# Exercise:
What is wanted is every record, duplicated word for word.

Natural language region descriptions
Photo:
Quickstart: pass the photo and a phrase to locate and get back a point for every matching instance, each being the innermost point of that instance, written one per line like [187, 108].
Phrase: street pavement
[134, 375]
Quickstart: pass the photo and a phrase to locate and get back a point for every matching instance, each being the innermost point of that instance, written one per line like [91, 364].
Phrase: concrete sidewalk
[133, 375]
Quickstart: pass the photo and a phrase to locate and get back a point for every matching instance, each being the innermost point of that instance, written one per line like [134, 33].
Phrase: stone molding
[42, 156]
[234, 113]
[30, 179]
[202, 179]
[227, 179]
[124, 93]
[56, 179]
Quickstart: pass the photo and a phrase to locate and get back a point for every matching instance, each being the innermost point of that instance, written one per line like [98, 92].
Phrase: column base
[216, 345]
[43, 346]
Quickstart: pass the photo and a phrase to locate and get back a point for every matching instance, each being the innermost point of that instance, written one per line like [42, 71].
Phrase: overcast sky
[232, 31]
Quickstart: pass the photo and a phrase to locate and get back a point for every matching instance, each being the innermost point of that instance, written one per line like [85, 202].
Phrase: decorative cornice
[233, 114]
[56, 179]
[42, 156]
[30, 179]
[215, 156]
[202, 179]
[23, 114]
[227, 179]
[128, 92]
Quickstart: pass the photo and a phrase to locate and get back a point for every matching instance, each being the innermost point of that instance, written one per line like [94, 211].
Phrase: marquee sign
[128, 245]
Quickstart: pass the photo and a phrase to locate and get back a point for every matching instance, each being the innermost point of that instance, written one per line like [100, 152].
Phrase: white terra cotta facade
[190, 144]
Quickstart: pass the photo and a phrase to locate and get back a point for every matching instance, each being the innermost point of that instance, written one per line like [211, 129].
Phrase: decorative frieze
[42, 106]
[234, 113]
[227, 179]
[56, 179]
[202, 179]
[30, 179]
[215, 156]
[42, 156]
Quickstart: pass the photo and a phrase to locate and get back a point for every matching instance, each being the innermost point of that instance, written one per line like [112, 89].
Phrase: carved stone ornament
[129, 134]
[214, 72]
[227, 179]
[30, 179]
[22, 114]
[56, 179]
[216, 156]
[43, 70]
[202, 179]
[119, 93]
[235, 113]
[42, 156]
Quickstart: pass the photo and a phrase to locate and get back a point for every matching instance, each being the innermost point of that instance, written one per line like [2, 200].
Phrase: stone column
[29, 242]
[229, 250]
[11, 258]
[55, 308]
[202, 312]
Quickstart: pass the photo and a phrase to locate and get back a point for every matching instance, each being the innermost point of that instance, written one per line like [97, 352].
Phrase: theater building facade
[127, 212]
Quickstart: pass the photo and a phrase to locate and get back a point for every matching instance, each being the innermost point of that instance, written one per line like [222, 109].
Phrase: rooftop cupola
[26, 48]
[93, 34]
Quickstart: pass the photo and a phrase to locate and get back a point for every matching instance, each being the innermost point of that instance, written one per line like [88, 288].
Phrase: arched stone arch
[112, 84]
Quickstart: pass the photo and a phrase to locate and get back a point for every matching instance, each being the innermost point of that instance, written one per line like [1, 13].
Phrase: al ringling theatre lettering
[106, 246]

# Solution to the problem:
Photo:
Quickstart: pass the photo and a phrase to locate and get back a point for every matching instance, each being the innermost point of that instance, written one per line like [187, 108].
Phrase: street pavement
[134, 375]
Quickstart: pass the photo and a phrase to locate and get back a point for every matching instance, each being the innermost point of that instance, written one per line like [91, 364].
Phrase: concrete sidewalk
[133, 375]
Quickstart: pass the photo and a phrase to locate and get back a point for every matching instance, each being the innermost point of that instance, written one per line like [134, 33].
Phrase: stone molding
[42, 156]
[234, 113]
[30, 179]
[202, 179]
[227, 179]
[124, 93]
[56, 179]
Quickstart: pass the photo and a phrase to locate and get back a point for every matching instance, each being the innermost point of that instance, written one per line like [98, 92].
Phrase: column base
[216, 345]
[43, 346]
Quickstart: pass the photo and a phrase to locate and get back a point for every matching instance, each being the innermost point of that instance, written one per line like [42, 71].
Phrase: overcast sky
[232, 31]
Quickstart: pass the photo and a phrase to locate and get back a point for every matching instance, each being the innermost point of that instance, written one per line like [85, 202].
Phrase: decorative cornice
[233, 114]
[56, 179]
[42, 156]
[30, 179]
[215, 156]
[202, 179]
[23, 114]
[227, 179]
[128, 92]
Quickstart: pass the photo and a phrase to locate and get back a point for every matching instance, each being the innermost point of that instance, written one per line like [94, 211].
Phrase: marquee sign
[128, 245]
Quickstart: pass the photo and a phrase to locate and get back a point for every matching instance, each being the innermost point of that instance, written one per line like [100, 152].
Phrase: white terra cotta facade
[190, 144]
Quickstart: pass the photo and a phrase to locate and get back a point for every matching instance, each being the innermost point of that instance, written one per line like [211, 129].
Phrase: decorative frieze
[42, 106]
[234, 113]
[227, 179]
[56, 179]
[202, 179]
[30, 179]
[215, 156]
[42, 156]
Quickstart: pass the photo and a phrase to locate and get back a point for every matching instance, each being the innermost point of that instance, written one per line like [112, 89].
Phrase: carved stone ornament
[129, 134]
[214, 72]
[227, 179]
[30, 179]
[22, 114]
[56, 179]
[216, 156]
[43, 70]
[202, 179]
[119, 93]
[235, 113]
[42, 156]
Quickstart: pass the photo and a phrase to locate and get back a point for every matching instance, each being the innermost point of that instance, written one per line like [2, 200].
Phrase: stone column
[29, 242]
[229, 250]
[11, 258]
[55, 308]
[202, 312]
Quickstart: pass the photo and a phrase to locate and get back a point for every matching instance, each being the innermost point of that instance, written one per line like [97, 352].
Phrase: theater building facade
[127, 212]
Quickstart: pass the photo and a phrase to locate and get back a point for every matching instance, each being the innermost point of that instance, written one per line like [222, 109].
Phrase: rooftop cupola
[26, 48]
[93, 34]
Quickstart: pass the photo and a phrase to locate and get back a point for every matching instance, each being the innermost point of that instance, written one per line like [88, 288].
Phrase: arched stone arch
[112, 84]
Quickstart: pass the photo and a phrase to locate and get back a point for every matching instance, each being the innermost point of that instance, written one per line like [1, 13].
Phrase: al ringling theatre lettering
[106, 246]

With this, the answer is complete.